Work required => Write out all of the items below again, switching every "one point per instance" to "a single point for each instance" and keeping everything else the same.

-=-=-

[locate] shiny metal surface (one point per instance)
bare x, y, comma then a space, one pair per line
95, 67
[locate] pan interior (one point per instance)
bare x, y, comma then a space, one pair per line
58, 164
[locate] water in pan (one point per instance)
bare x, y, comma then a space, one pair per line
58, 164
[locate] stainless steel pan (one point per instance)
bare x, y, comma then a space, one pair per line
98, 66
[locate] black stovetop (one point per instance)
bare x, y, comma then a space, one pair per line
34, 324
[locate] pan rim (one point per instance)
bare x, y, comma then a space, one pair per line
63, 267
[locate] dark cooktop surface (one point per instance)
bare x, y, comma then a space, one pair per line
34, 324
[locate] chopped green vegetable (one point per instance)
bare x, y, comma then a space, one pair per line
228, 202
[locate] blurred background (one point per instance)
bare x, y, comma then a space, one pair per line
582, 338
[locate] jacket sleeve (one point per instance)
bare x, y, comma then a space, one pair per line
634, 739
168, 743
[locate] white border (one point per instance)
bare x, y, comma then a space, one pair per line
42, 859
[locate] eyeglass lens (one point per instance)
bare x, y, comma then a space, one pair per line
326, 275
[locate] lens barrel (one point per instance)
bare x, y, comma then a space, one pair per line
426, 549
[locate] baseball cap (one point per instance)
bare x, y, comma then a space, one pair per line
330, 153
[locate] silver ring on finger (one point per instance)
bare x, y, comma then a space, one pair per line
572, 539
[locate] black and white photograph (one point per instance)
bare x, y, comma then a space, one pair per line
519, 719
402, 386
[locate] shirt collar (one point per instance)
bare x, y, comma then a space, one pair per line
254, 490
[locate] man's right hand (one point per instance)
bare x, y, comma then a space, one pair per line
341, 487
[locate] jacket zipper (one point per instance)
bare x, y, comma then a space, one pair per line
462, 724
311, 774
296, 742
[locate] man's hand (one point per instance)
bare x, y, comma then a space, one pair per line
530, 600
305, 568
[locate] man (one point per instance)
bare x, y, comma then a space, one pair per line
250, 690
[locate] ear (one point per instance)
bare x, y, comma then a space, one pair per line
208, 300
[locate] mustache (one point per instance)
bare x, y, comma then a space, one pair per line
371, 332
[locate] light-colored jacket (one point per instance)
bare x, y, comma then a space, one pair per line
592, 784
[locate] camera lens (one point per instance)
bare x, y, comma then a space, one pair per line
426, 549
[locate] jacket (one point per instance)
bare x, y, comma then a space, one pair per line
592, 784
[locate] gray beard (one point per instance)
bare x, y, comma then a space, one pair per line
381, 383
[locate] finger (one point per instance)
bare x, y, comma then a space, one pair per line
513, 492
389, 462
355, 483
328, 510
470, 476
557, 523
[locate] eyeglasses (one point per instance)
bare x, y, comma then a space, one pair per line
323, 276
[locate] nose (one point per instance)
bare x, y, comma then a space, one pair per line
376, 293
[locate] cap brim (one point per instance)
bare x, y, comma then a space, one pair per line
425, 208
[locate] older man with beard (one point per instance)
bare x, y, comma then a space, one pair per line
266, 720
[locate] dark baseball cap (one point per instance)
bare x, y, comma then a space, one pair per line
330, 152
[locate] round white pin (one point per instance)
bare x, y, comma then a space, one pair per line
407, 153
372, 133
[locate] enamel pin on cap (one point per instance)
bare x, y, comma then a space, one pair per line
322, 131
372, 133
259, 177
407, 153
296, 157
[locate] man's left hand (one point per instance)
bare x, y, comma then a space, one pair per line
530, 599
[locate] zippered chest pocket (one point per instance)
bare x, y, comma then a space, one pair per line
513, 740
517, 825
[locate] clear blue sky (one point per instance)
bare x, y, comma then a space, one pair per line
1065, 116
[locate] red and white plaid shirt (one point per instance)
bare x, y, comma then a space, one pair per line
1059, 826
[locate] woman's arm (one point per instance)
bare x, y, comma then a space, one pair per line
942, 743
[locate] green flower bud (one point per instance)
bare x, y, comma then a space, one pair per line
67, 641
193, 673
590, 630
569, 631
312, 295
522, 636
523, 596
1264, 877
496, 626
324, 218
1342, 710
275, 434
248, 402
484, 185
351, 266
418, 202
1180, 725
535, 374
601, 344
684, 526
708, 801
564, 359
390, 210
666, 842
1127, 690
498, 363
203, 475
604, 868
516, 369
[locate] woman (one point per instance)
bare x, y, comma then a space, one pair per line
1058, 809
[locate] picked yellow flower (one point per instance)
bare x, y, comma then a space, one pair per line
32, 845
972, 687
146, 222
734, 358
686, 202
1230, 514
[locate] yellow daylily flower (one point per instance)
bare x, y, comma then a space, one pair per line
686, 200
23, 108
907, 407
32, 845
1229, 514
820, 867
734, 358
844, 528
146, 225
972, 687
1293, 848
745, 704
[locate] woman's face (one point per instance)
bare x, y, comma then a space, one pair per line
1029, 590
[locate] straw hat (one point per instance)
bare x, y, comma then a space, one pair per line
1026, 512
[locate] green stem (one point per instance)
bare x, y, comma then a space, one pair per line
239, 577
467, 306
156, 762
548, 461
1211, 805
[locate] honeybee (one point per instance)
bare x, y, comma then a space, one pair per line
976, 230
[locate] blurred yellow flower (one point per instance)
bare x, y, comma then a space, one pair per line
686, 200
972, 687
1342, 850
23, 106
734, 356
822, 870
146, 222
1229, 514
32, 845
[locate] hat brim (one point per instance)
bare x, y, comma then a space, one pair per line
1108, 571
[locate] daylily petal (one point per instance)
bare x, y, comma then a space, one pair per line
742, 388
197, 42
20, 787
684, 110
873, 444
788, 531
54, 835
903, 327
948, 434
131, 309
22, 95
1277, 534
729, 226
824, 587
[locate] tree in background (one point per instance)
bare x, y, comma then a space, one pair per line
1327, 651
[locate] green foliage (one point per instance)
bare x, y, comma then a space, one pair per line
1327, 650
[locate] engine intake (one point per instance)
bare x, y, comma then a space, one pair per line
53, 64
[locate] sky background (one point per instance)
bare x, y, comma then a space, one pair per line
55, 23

-=-=-

Worked answer =>
[locate] shiny metal surface (a single point for each instance)
bare x, y, comma then a space, one pair per line
95, 67
[locate] pan interior (a single point for each instance)
bare x, y, comma then a space, one pair per line
58, 164
[locate] water in pan (a single point for each instance)
bare x, y, comma then a space, one pair per line
58, 164
[locate] stainless steel pan (a single point for each instance)
bare x, y, comma then a space, one pair per line
98, 66
[locate] black stovetop (a single point for each instance)
bare x, y, comma then a space, one pair per line
34, 324
[locate] pan rim (a single point for each instance)
bare x, y, comma then a space, one pair per line
63, 267
[locate] dark cooktop surface (a single point for each instance)
bare x, y, comma then a space, one pair per line
34, 324
[locate] chopped green vegetable (a single point for each instance)
bare x, y, comma then a space, one pair per line
228, 202
[locate] blurred background (a single point for each instance)
bare x, y, comma then a space, one pair per line
582, 338
[locate] jacket sleeve (a single point for each instance)
bare x, y, comma then a space, one pair per line
634, 739
168, 743
[locate] white border (a single point for each instance)
bare x, y, comma then a space, one pair per line
42, 859
[locate] eyeglass lens (a single point for each instance)
bare x, y, comma then a space, one pair per line
326, 275
[locate] lens barrel (a single point for each instance)
bare x, y, comma then a space, one pair per line
426, 549
[locate] baseball cap (a single point for each instance)
bare x, y, comma then a space, one pair per line
330, 153
[locate] silver ring on finger (a single point for each instance)
bare x, y, comma then a space, one pair per line
572, 539
[locate] black and white photograph (a single point for each instance)
bare x, y, comma then a space, one pair per line
519, 719
402, 386
[locate] shirt collar (a single point for each instance)
bare x, y, comma then a space, one pair per line
254, 490
[locate] man's right hand (a single point for each instance)
bare x, y, comma then a space, one pair per line
341, 487
[locate] jacket zipper (a single point for each instance)
bare x, y, comma then a space, one pair per line
462, 724
311, 774
296, 742
[locate] man's hand (a single point for each instance)
bare x, y, comma then a space, one pair per line
530, 600
305, 568
[locate] man (a single point for each instance)
bare x, y, comma then a space, one pair per line
250, 690
[locate] ear (a single point for each instance)
bare x, y, comma then a space, one pair per line
208, 300
[locate] mustache (a single point for each instance)
bare x, y, comma then a space, one pair per line
371, 332
[locate] light-colored jacket (a single point for each instance)
bare x, y, comma then a space, one pair per line
592, 784
[locate] camera lens (a single point for each instance)
bare x, y, comma then a space, one pair per line
426, 549
[locate] jacket (a single point for each instance)
bare x, y, comma then a space, one pair per line
592, 784
[locate] gray beard (a single point for each instance)
bare x, y, comma then a space, one pair per line
381, 383
[locate] finger (a single point for each instance)
bare x, y, comma then a space, one pair per line
513, 492
389, 462
355, 483
328, 510
470, 476
557, 523
[locate] eyeglasses (a single point for each instance)
bare x, y, comma then a space, one pair per line
323, 276
[locate] nose (a single point for each instance)
bare x, y, comma then a space, one pair per line
376, 293
[locate] cap brim (a single point for each instance)
bare x, y, comma then a space, one pair per line
425, 208
[locate] older man with beard (a single point for each instance)
bare x, y, comma then a space, one pair per line
266, 720
[locate] dark baseball cap (a single point for each instance)
bare x, y, comma then a space, one pair per line
330, 152
[locate] round white pin (a single point for each instance)
bare x, y, comma then a space, one pair per line
407, 153
372, 133
[locate] enamel pin on cap (a single point for each instance)
bare x, y, comma then a space, one pair per line
322, 131
372, 133
259, 177
407, 153
296, 157
[locate] man's left hand (a single point for each instance)
bare x, y, comma then a space, one pair per line
530, 599
[locate] zippered chest pocket (a single point for each instance)
bare x, y, comma then a space, one pair per line
513, 740
517, 825
[locate] clear blue sky (a single point for each instance)
bare x, y, comma then a space, one pair per line
1065, 116
[locate] red and white plaid shirt (a single point for each instance)
bare x, y, comma then a space, one pair per line
1059, 826
[locate] woman's arm (a single point for each instance)
bare x, y, comma then a space, one pair per line
942, 743
[locate] green flower bud (a single point for each instance)
bare x, y, comma then a space, one pair per line
67, 641
193, 673
590, 630
569, 631
312, 295
522, 636
523, 596
1264, 877
496, 626
324, 218
1342, 710
275, 434
248, 402
484, 185
351, 266
418, 202
1180, 725
535, 374
601, 344
684, 526
708, 801
564, 359
390, 210
666, 842
1127, 690
498, 363
203, 475
604, 868
516, 369
[locate] woman (a single point for each instance)
bare x, y, comma then a space, one pair per line
1058, 809
[locate] picked yellow flower (a single point for each instance)
bare x, y, comma then a space, one pair per line
32, 845
972, 687
146, 222
734, 358
686, 202
1230, 514
[locate] yellow daylily flower (a single point for each instance)
bare x, y, comma then a space, one pair per line
686, 200
23, 108
907, 407
32, 845
1229, 514
820, 867
734, 358
844, 528
146, 225
972, 687
1293, 848
745, 704
[locate] woman's face (a single point for each instance)
bare x, y, comma then a space, one pair per line
1029, 590
[locate] straw hat (a single point for each instance)
bare x, y, comma then a space, one pair per line
1026, 512
[locate] green stem (a single point for each instance)
bare x, y, comma then a space, one pair per line
239, 577
467, 306
156, 762
548, 461
1211, 805
[locate] honeybee (a single point for each instance)
bare x, y, comma then a space, one pair per line
976, 230
[locate] blurred yellow flower (a single point for each instance)
bare x, y, comma then a space, one pair per line
686, 200
972, 687
1342, 850
23, 106
734, 356
822, 870
146, 222
1229, 514
32, 845
[locate] hat brim (a single point for each instance)
bare x, y, comma then a space, one pair per line
1108, 571
[locate] daylily petal (a single point for each instance)
bare x, y, comma then a space, one pair per line
742, 388
197, 42
20, 787
684, 110
873, 444
788, 531
54, 835
903, 327
948, 434
131, 309
22, 95
1277, 534
729, 226
824, 587
[locate] tree in background (a single point for each instance)
bare x, y, comma then a space, one pair per line
1327, 651
[locate] green foliage (a single point for each instance)
bare x, y, comma then a space, one pair per line
1327, 650
[locate] engine intake (a single point for each instance)
bare x, y, comma then a space, one pair per line
53, 64
[locate] sky background (a single point for each instance)
bare x, y, comma then a space, one pair per line
55, 23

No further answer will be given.